WORK TASK:
All of the data below must be repeated exactly.

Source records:
○ ○ ○ ○ ○

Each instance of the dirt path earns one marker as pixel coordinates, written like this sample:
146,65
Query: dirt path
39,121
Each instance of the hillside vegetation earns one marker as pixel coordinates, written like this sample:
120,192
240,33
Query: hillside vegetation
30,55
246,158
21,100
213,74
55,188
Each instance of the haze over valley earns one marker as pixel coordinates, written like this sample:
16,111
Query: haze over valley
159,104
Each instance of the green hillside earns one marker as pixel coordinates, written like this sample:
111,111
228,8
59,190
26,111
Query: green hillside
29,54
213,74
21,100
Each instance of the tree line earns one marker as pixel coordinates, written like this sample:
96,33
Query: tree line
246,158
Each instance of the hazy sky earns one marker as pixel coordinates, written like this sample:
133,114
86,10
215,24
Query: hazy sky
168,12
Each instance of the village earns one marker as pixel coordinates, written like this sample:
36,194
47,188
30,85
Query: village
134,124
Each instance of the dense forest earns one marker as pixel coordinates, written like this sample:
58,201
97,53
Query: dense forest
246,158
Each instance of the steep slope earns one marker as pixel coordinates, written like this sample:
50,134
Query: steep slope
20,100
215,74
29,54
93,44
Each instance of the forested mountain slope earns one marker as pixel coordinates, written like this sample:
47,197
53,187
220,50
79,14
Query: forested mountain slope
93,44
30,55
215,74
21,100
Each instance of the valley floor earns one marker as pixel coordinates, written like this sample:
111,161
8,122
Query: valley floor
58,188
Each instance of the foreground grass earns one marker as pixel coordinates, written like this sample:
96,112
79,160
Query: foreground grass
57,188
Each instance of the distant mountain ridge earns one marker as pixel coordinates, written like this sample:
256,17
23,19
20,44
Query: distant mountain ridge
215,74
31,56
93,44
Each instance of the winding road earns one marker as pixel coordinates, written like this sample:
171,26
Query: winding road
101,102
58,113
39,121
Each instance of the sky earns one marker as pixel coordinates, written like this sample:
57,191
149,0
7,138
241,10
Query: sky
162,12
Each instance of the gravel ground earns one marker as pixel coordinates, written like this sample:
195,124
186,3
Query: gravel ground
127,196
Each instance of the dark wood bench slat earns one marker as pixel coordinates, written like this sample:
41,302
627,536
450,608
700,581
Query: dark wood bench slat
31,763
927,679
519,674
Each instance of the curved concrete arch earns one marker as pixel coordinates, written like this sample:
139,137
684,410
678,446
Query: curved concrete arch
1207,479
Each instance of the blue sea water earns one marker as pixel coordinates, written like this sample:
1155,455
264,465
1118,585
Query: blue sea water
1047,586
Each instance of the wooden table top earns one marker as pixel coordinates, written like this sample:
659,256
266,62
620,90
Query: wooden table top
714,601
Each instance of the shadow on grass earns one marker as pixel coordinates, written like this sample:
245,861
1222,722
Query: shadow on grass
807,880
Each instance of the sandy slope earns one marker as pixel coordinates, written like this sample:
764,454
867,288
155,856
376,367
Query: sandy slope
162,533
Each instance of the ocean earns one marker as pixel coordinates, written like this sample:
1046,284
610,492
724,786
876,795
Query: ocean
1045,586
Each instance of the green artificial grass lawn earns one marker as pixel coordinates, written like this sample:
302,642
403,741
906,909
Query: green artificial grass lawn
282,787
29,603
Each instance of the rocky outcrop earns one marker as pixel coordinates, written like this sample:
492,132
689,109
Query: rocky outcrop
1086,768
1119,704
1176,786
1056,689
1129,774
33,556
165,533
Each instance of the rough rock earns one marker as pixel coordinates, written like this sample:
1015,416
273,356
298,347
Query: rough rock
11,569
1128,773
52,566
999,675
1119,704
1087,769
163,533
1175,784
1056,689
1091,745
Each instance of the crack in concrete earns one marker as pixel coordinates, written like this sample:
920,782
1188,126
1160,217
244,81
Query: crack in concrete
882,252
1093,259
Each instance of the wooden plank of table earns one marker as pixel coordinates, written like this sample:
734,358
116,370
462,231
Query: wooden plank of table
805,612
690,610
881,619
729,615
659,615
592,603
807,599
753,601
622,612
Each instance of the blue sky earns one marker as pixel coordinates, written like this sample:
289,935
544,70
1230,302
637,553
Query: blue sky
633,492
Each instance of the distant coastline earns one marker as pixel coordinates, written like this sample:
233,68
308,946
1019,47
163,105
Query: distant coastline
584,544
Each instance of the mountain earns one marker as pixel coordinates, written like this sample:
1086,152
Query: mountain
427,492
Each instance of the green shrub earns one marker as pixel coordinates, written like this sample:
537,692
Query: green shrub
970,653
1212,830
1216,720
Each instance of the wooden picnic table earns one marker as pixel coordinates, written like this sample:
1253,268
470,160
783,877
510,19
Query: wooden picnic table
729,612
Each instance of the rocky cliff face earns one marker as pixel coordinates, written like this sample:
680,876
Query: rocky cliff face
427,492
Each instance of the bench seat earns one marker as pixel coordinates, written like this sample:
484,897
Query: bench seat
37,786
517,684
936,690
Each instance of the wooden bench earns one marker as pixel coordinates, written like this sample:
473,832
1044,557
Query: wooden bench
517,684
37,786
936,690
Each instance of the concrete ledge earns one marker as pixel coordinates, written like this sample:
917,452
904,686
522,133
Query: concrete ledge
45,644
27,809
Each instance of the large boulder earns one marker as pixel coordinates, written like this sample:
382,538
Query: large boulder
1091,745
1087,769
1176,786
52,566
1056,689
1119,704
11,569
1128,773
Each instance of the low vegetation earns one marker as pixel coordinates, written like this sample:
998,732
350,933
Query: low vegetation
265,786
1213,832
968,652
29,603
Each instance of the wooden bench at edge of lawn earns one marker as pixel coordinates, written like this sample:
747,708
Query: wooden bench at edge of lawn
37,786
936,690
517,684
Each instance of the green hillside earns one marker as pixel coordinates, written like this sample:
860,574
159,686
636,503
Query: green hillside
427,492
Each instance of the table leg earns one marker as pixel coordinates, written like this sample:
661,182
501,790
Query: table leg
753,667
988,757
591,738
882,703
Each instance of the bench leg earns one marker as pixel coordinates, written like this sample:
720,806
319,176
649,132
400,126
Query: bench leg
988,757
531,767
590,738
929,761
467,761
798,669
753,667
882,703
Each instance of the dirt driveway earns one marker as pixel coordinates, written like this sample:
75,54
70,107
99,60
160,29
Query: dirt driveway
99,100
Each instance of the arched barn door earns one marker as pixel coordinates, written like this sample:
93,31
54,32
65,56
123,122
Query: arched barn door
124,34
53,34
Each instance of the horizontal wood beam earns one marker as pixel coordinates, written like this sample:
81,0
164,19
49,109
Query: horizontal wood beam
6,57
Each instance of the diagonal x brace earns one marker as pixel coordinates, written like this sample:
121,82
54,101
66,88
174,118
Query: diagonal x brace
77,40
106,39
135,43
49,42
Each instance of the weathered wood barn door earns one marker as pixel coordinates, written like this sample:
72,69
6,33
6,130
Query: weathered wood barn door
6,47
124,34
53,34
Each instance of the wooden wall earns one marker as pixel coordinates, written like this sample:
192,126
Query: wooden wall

○ ○ ○ ○ ○

RESULT BELOW:
Each instance of the dirt path earns one marker as pixel coordinates, written like this sample:
146,65
Query: dirt path
39,121
Each instance of the hillside vegetation earns one marker as pixel coordinates, written like this sample:
120,192
240,33
Query: hillside vegetation
30,55
246,158
21,100
213,74
55,188
Each instance of the haze over valley earns one marker as pixel coordinates, written like this sample:
16,111
Query: haze over valley
159,104
Each instance of the green hillside earns one marker as pixel coordinates, written like this sample:
111,111
228,8
59,190
26,111
Query: green hillside
29,54
213,74
21,100
Each instance of the tree line earns one marker as pixel coordinates, written like this sample:
96,33
Query: tree line
246,158
Each instance of the hazy sky earns one marker as pixel coordinates, written like this sample:
133,114
86,10
215,24
Query: hazy sky
168,12
Each instance of the village earns one marker as pixel coordinates, written like this sample:
36,194
47,188
30,85
Query: village
134,124
Each instance of the dense forest earns one marker as pixel coordinates, written like this sample:
58,201
97,53
Query: dense forest
246,158
Each instance of the steep slope earns one marker as pixel coordinates, written like this sample:
50,134
Query: steep slope
20,100
215,74
29,54
93,44
Each instance of the forested mountain slope earns one marker as pixel coordinates, written like this sample:
47,197
53,187
220,50
79,14
Query: forested mountain slope
93,44
30,55
215,74
21,100
Each instance of the valley floor earns one marker as pixel coordinates, written like this sample:
111,161
8,122
Query: valley floor
58,188
Each instance of the foreground grass earns one marker as pixel coordinates, written like this sample:
96,112
79,160
Query: foreground grass
57,188
Each instance of the distant mountain ridge earns one marker as pixel coordinates, written like this sample:
256,17
23,19
20,44
Query: distant mountain ridge
215,74
31,56
93,44
Each instance of the winding road earns one marker as pixel coordinates, written like this sample:
171,26
Query: winding road
101,102
58,113
39,121
Each instance of the sky earns one marker as pixel coordinates, written like this sample:
57,191
149,0
7,138
241,10
Query: sky
162,12
Each instance of the gravel ground earns one marker as pixel coordinates, written like this sample:
195,124
186,3
Query: gravel ground
127,196
Each instance of the dark wood bench slat earns one marker as pixel coordinates, written like this sample:
41,302
627,536
450,608
700,581
Query: dark wood bench slat
31,763
927,679
519,674
Each instance of the curved concrete arch earns one marker as pixel coordinates, written like this sample:
139,137
684,410
678,446
Query: curved concrete arch
1207,479
Each instance of the blue sea water earns one marker as pixel coordinates, written like this sample:
1155,455
264,465
1118,585
Query: blue sea water
1047,586
Each instance of the wooden table top earns one marker as pixel coordinates, written like this sample:
659,256
266,62
620,90
Query: wooden table top
714,601
Each instance of the shadow on grass earns one marker as pixel coordinates, written like this sample:
245,861
1222,722
Query: shadow on grass
807,880
Each instance of the sandy slope earns one marker as pixel coordinates, written like this sample:
764,454
867,288
155,856
376,367
Query: sandy slope
162,533
Each instance of the ocean earns one marker as pixel coordinates, written like this sample:
1046,284
610,492
724,786
876,795
Query: ocean
1045,586
Each instance of the green artificial grass lawn earns one marker as pixel coordinates, written like this sample:
302,642
403,741
906,909
Query: green artificial grass lawn
282,787
29,603
Each instance of the rocky outcrop earns one marker as pixel coordinates, written like this sample:
492,132
689,109
Query: rocky outcrop
1086,768
1119,704
1176,786
1056,689
1129,774
33,556
165,533
Each instance of the rough rock earns one marker as pixel coordinates, written like this sample:
1015,416
273,356
298,347
Query: rough rock
11,569
1128,773
52,566
999,675
1119,704
1087,769
163,533
1175,784
1056,689
1091,745
Each instance of the crack in concrete earns one marker as pixel coordinates, written like this sample:
920,782
1188,126
1160,217
244,81
Query: crack in concrete
882,252
1093,259
Each instance of the wooden plank of table earns one marker as pixel coordinates, written like this sample:
734,358
116,370
462,231
Query: wooden plank of table
805,612
690,610
881,619
729,615
659,615
592,603
807,599
753,601
622,612
Each instance of the blue sky earns one marker as pixel coordinates, written like this sample:
289,935
544,70
1230,302
637,553
Query: blue sky
633,492
Each instance of the distant coastline earns one marker as pixel coordinates, written like this sample:
233,68
308,946
1019,47
163,105
Query: distant coastline
584,544
Each instance of the mountain earns one marker as pixel coordinates, written like this sample:
1086,152
Query: mountain
427,492
Each instance of the green shrub earns one marker as pixel coordinates, written like this sample:
537,692
Query: green shrub
970,653
1212,830
1216,720
Each instance of the wooden picnic table earns one marker as pixel coordinates, written like this sample:
1253,268
470,160
783,877
510,19
Query: wooden picnic table
729,612
Each instance of the rocky cliff face earns one marker as pixel coordinates, written like this sample:
680,876
Query: rocky cliff face
427,492
Each instance of the bench seat earns one marker as pixel coordinates, written like this sample:
484,897
Query: bench seat
37,786
517,684
936,690
Each instance of the wooden bench earns one marker as pixel coordinates, written like this sample:
473,832
1044,557
Query: wooden bench
517,684
37,786
936,690
Each instance of the concrete ledge earns one marker as pixel coordinates, written like this sample:
917,452
904,686
522,133
Query: concrete ledge
45,644
27,809
Each instance of the large boulder earns one marker as pixel coordinates, written like this sample:
382,538
Query: large boulder
1091,745
1087,769
1176,786
52,566
1056,689
1119,704
11,569
1128,773
Each instance of the low vegetation earns one marker as pixel coordinates, written like this sample:
998,732
350,933
Query: low vegetation
265,786
1213,832
968,652
29,603
Each instance of the wooden bench at edge of lawn earns one marker as pixel coordinates, written like this sample:
747,708
Query: wooden bench at edge of lawn
37,786
936,690
517,684
Each instance of the green hillside earns one marker as pixel coordinates, written like this sample:
860,574
159,686
636,503
Query: green hillside
427,492
Each instance of the table leg earns one marker as pixel coordinates, written like this sample:
661,182
501,790
Query: table leg
753,667
988,757
591,738
882,703
Each instance of the bench leg earns one marker as pixel coordinates, written like this sample:
720,806
319,176
649,132
400,126
Query: bench leg
988,757
531,767
590,738
929,761
467,761
798,669
753,667
882,703
Each instance of the dirt driveway earns one marker as pixel coordinates, written like this sample:
75,54
70,107
99,60
160,29
Query: dirt driveway
99,100
Each instance of the arched barn door earns one marker as pixel coordinates, written like this sample:
93,31
54,32
65,56
123,122
Query: arched barn door
124,34
53,34
Each instance of the horizontal wood beam earns one marker as pixel coordinates, written like this sample:
81,0
164,19
49,109
Query: horizontal wood beam
6,57
Each instance of the diagonal x brace earns one marker as pixel coordinates, written like this sample:
121,82
54,101
66,88
174,118
Query: diagonal x brace
77,40
106,39
135,43
49,42
Each instance of the weathered wood barn door earns one marker as pixel coordinates, written like this sample:
72,69
6,33
6,130
Query: weathered wood barn door
6,47
124,34
53,34
Each instance of the wooden wall earns one marker as pixel coordinates, written like this sample:
192,126
Query: wooden wall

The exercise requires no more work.